## START Selected text
A standard complaint about Die Antwoord is that the music is one-dimensional, based on oddball quotables and shock value. But, to quote George Carlin (R.I.P.), “Shock is just another uptown word for surprise”, and Die Antwoord is delightfully surprising. They’re reliably unreliable, and therein lies their genius. Historically, the surprise has been at their hyper-sexual lyrics, violent imagery, mind-bending visuals, and fuck-it-all attitude, and Donker Mag does continue this trend of surprise, but not in the way you’d probably guess from reading its NSFW tracklist.
Die Antwoord have described their work as “exaggerated experience”, and that’s apt. Anger, lust, passion, violence – all things through the lens of Die Antwoord become amplified to the point of deafening. They’ve been this way since the beginning, and the upstarts best known for songs like “I Fink U Freeky” certainly haven’t gone away. “Fuck your rules!” they chant on the chorus of “Happy Go Sucky Fucky”, bringing to mind the vibe of Tyler, the Creator’s “Radicals”. “Raging Zef Boner” begins with a Pinky and the Brain reference, the playfully bouncing beat and off-color content reminiscent of early Eminem singles, while “Pitbull Terrier” is an eardrum assault of rave festival bliss, its video equally engaging if you don’t mind uncomfortable dog-man makeup and a whole lot of stage blood. These are all OK songs that fit into the Die Antwoord canon: goofy premises, lots of swears, and big, big, BIG beats compliments of DJ Hi-Tek, Aphex Twin, and DJ Muggs of Cypress Hill.
## END Selected text
## START Task material
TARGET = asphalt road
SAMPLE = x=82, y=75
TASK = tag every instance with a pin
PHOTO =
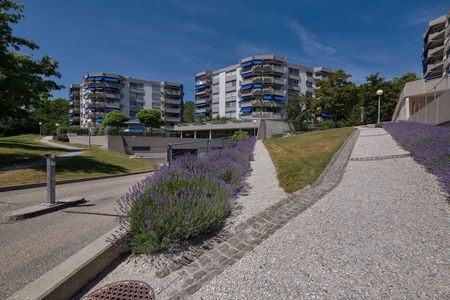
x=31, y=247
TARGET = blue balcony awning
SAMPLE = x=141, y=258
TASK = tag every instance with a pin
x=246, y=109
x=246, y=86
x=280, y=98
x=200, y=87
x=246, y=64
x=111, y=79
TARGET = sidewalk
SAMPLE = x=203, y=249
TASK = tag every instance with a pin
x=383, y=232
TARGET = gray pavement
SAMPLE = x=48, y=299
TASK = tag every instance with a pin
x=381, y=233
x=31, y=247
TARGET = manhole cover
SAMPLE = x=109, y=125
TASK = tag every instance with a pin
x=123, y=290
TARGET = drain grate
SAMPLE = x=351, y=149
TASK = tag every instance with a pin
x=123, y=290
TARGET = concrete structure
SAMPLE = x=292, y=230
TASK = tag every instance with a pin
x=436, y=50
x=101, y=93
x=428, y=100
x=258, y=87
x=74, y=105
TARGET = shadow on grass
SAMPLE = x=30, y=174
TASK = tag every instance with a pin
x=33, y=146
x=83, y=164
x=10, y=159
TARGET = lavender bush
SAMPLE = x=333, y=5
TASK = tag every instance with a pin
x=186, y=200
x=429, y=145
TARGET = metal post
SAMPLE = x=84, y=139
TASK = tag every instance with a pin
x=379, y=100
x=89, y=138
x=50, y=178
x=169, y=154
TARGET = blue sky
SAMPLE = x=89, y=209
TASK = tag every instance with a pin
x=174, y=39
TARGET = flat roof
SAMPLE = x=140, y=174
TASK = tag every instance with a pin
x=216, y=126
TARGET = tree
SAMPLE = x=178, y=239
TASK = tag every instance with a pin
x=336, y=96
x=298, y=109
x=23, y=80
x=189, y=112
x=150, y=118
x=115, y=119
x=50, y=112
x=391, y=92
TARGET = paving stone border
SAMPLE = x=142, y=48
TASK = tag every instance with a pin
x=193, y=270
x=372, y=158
## END Task material
* [Objective 1]: Multiply every answer coordinate by 0.3 in the part of the records that opens with the line containing "TARGET = lavender bush" and closes with the end of the records, rounding to whole numbers with halves going up. Reproduce that part in full with its requests, leaving the sample coordinates unchanged.
* [Objective 2]: Continue the Die Antwoord review from the point where it stops.
The Die Antwoord review and the records are unrelated material.

* [Exercise output 1]:
TARGET = lavender bush
SAMPLE = x=333, y=5
TASK = tag every instance with a pin
x=56, y=60
x=129, y=44
TARGET = metal post
SAMPLE = x=84, y=139
TASK = tag every instance with a pin
x=114, y=30
x=27, y=41
x=15, y=53
x=51, y=46
TARGET = blue sky
SAMPLE = x=89, y=209
TASK = tag every instance with a pin
x=52, y=12
TARGET = flat roof
SAMPLE = x=140, y=174
TASK = tag every instance with a pin
x=65, y=38
TARGET = tree
SAMPLE = x=178, y=239
TASK = tag every instance with a pin
x=101, y=29
x=89, y=33
x=7, y=24
x=57, y=34
x=45, y=35
x=35, y=36
x=15, y=34
x=117, y=28
TARGET = paving stone border
SAMPLE = x=142, y=48
TASK = tag every instance with a pin
x=58, y=81
x=112, y=47

* [Exercise output 2]:
But there is also some sleight of hand happening here. What most people don’t realize is that Die Antwoord has conditioned us. From the opening skit of Donker Mag, where Ninja leaves a threatening voice mail, through the end of “Pitbull Terrier”, you already knew what you would hear, and this makes the curve ball second half of the album so unexpected and awesome. It gets … tender.
Take “Moon Love”, which opens with a little girl saying, “Mommy, my heart is broken”, and Ninja cooing to her reassuringly over a gentle twinkle of starlight. Ninja promises to fix her broken heart as the track slowly builds, and we are so conditioned by Die Antwoord’s usual pabulum that on first listen you’re waiting awkwardly for the turn where Ninja goes on a revenge killing spree or Yo-Landi pops up as the girl’s future self, all drug-addled with daddy issues. Instead, it’s just a chorus of drums and echoed voices that bleeds into ethereal closer “Donker Mag”, which sounds like Cloud Cult lyrics sung by Blake Sennett (Rilo Kiley, The Elected) over a Bon Iver instrumental. Yes, I just made all three of those comparisons to a Die Antwoord song. That’s how odd this is, and how refreshing.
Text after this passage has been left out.